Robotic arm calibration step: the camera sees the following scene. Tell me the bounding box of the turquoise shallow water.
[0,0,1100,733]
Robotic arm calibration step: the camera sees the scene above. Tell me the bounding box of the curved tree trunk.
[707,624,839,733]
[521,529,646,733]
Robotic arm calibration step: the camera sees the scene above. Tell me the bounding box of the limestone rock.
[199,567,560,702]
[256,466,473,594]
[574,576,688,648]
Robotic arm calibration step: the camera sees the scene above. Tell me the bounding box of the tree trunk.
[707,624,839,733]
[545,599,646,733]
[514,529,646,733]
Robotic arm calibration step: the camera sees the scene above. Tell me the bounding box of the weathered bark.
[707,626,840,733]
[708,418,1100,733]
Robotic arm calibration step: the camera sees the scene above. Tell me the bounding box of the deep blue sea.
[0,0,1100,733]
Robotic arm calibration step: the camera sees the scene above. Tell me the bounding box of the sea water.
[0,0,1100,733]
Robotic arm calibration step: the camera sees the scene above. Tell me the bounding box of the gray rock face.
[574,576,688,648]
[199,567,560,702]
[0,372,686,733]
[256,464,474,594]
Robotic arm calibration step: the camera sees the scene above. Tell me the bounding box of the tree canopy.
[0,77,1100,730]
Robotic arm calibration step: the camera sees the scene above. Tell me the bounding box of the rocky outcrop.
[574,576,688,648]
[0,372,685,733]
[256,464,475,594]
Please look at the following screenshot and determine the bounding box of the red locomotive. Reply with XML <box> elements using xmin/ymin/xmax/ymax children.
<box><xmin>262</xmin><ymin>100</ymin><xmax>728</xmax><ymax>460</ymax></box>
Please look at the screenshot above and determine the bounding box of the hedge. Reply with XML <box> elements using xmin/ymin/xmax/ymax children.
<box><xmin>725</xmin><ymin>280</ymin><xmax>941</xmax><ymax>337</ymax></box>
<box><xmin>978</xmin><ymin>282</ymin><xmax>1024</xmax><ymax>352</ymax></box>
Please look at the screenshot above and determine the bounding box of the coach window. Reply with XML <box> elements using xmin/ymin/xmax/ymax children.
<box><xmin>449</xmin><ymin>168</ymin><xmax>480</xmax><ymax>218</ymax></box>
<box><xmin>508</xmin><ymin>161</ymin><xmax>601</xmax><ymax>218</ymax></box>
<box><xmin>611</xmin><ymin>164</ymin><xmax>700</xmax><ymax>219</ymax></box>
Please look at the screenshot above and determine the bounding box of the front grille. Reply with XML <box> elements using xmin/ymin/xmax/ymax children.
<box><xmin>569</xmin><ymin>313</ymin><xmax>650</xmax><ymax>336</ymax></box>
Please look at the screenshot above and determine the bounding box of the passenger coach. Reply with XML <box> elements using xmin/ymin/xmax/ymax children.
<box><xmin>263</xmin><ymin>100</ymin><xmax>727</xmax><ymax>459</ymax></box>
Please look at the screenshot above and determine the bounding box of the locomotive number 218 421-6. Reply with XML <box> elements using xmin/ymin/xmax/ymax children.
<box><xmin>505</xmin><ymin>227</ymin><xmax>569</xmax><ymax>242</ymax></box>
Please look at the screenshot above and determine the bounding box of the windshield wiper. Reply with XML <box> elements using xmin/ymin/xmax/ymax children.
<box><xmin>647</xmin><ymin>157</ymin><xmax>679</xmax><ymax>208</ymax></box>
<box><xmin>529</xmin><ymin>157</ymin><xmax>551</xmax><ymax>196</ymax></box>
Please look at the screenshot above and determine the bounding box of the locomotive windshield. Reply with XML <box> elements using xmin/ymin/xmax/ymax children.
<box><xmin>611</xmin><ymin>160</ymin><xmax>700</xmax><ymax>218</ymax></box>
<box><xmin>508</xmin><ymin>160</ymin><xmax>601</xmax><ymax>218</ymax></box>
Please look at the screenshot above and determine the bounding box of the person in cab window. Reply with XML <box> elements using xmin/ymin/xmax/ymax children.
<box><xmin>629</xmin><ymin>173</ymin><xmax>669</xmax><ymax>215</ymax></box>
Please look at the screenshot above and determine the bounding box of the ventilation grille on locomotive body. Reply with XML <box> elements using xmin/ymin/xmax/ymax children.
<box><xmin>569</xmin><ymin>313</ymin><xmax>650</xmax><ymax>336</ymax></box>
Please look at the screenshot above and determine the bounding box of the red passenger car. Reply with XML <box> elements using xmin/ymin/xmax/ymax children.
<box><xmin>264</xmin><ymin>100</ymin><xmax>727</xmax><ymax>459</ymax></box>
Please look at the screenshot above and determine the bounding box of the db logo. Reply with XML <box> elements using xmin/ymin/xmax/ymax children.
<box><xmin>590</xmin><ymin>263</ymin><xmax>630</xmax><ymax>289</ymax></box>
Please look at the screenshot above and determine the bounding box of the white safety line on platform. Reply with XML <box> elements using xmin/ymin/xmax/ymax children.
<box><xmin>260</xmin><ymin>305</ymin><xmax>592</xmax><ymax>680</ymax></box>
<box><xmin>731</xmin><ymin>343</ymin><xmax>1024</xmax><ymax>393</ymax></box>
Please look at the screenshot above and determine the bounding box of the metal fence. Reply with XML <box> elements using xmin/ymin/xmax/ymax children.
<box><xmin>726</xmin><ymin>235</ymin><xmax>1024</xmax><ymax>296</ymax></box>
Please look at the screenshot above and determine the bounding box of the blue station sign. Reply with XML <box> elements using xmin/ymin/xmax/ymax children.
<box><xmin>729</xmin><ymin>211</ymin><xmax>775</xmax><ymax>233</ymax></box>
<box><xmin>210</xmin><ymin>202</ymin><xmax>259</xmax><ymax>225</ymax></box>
+===+
**WHAT YOU WILL DO**
Reproduce every one of the lines above word for word, in the same order.

**EXPECTED ANSWER**
Robotic arm calibration step: the camera sees the following scene. Tell me the bounding box of the turquoise shallow water.
[0,0,1100,733]
Robotic arm calibration step: the camera sees the scene above. Tell me the bounding box of the curved tree trunk.
[707,624,839,733]
[521,529,646,733]
Robotic arm calibration step: the camera sees the scene above. Tell me the bounding box of the limestone rock.
[199,567,560,702]
[256,466,473,594]
[574,576,688,648]
Robotic arm calibration step: the camera sees the scene above. Tell me the bounding box of the tree trunk.
[707,624,839,733]
[545,599,646,733]
[514,529,646,733]
Robotic arm calibration step: the camera sees the scene above. Tell me the bounding box of the weathered bark.
[707,626,840,733]
[708,418,1100,733]
Robotic arm calibration step: the camera sees the scene above. Tell me the bounding box of the deep blue sea.
[0,0,1100,733]
Robotic arm calibration step: the camera sees the scene above. Tell me the bounding box of the sea water.
[0,0,1100,733]
Robotic arm calibration step: the camera sees the scene above. Tell me the bounding box of the gray rock face.
[574,576,688,648]
[199,567,560,702]
[0,372,686,733]
[256,464,474,594]
Robotic arm calibration step: the camera sees the scene above. Tell me the bounding box of the tree canopy.
[0,77,1100,730]
Robotic arm calibration step: the camera sees the scene above. Tell me the bounding box of the rocky outcrop.
[574,576,688,648]
[0,372,685,733]
[256,464,475,594]
Please look at the following screenshot and determine the bounding box of the red locomotive. Reply with XML <box> elements using xmin/ymin/xmax/ymax children.
<box><xmin>262</xmin><ymin>100</ymin><xmax>728</xmax><ymax>460</ymax></box>
Please look at the screenshot above and determine the bounding box of the hedge. Reply with XML <box> elements using xmin/ymin/xmax/ymax children.
<box><xmin>725</xmin><ymin>280</ymin><xmax>941</xmax><ymax>337</ymax></box>
<box><xmin>978</xmin><ymin>282</ymin><xmax>1024</xmax><ymax>352</ymax></box>
Please look at the screenshot above and determine the bounding box of the coach window. Reply with XML <box> elements using xmin/ymin/xmax/ymax children.
<box><xmin>449</xmin><ymin>168</ymin><xmax>480</xmax><ymax>218</ymax></box>
<box><xmin>508</xmin><ymin>161</ymin><xmax>601</xmax><ymax>218</ymax></box>
<box><xmin>611</xmin><ymin>164</ymin><xmax>700</xmax><ymax>219</ymax></box>
Please look at the screenshot above and determine the bounding box of the front grille. Reply with XML <box> elements using xmin/ymin/xmax/ymax children.
<box><xmin>569</xmin><ymin>313</ymin><xmax>650</xmax><ymax>336</ymax></box>
Please look at the screenshot above and determine the bounding box of the passenger coach. Reply with XML <box> elements using xmin/ymin/xmax/ymax children.
<box><xmin>263</xmin><ymin>100</ymin><xmax>727</xmax><ymax>459</ymax></box>
Please look at the screenshot above and determine the bounding box of the locomotive number 218 421-6. Reply with XML <box> elements using xmin/ymin/xmax/ymax children.
<box><xmin>505</xmin><ymin>227</ymin><xmax>569</xmax><ymax>242</ymax></box>
Please look at the screenshot above and determine the bounding box of the windshield wiper. Reply with XML <box> elements using xmin/ymin/xmax/ymax children.
<box><xmin>647</xmin><ymin>157</ymin><xmax>679</xmax><ymax>208</ymax></box>
<box><xmin>529</xmin><ymin>157</ymin><xmax>551</xmax><ymax>196</ymax></box>
Please look at the screenshot above and determine the bounding box of the locomotive windshield. Reply with XML <box> elements using xmin/ymin/xmax/ymax children.
<box><xmin>611</xmin><ymin>160</ymin><xmax>700</xmax><ymax>218</ymax></box>
<box><xmin>508</xmin><ymin>160</ymin><xmax>601</xmax><ymax>218</ymax></box>
Please look at the screenshot above and determine the bounding box of the person in cab window. Reply with XML <box> elements using xmin/ymin/xmax/ymax children.
<box><xmin>629</xmin><ymin>173</ymin><xmax>669</xmax><ymax>215</ymax></box>
Please look at the screenshot above and determine the bounding box of the ventilation grille on locomotive body. Reply with XML <box> elements using xmin/ymin/xmax/ymax children.
<box><xmin>569</xmin><ymin>313</ymin><xmax>650</xmax><ymax>336</ymax></box>
Please look at the screenshot above and determine the bounding box of the red passenger car. Reply with XML <box> elements using xmin/ymin/xmax/ymax children.
<box><xmin>264</xmin><ymin>100</ymin><xmax>727</xmax><ymax>459</ymax></box>
Please look at the screenshot above and determine the bounding box of the db logo. Reply with XML <box> elements using xmin/ymin/xmax/ymax children.
<box><xmin>590</xmin><ymin>263</ymin><xmax>630</xmax><ymax>289</ymax></box>
Please look at the screenshot above and determine the bounding box of the white safety line on platform. Reply with XML <box> elements using xmin/ymin/xmax/ymax children.
<box><xmin>260</xmin><ymin>305</ymin><xmax>592</xmax><ymax>680</ymax></box>
<box><xmin>731</xmin><ymin>343</ymin><xmax>1024</xmax><ymax>393</ymax></box>
Please look at the screenshot above and determine the bounding box of the metal fence. Reply with XML <box> elements using xmin/ymin/xmax/ymax children.
<box><xmin>726</xmin><ymin>235</ymin><xmax>1024</xmax><ymax>296</ymax></box>
Please look at the screenshot above and determine the bounding box of the blue station sign. Reply with XML <box> elements using xmin/ymin/xmax/ymax children.
<box><xmin>729</xmin><ymin>211</ymin><xmax>775</xmax><ymax>233</ymax></box>
<box><xmin>210</xmin><ymin>202</ymin><xmax>259</xmax><ymax>225</ymax></box>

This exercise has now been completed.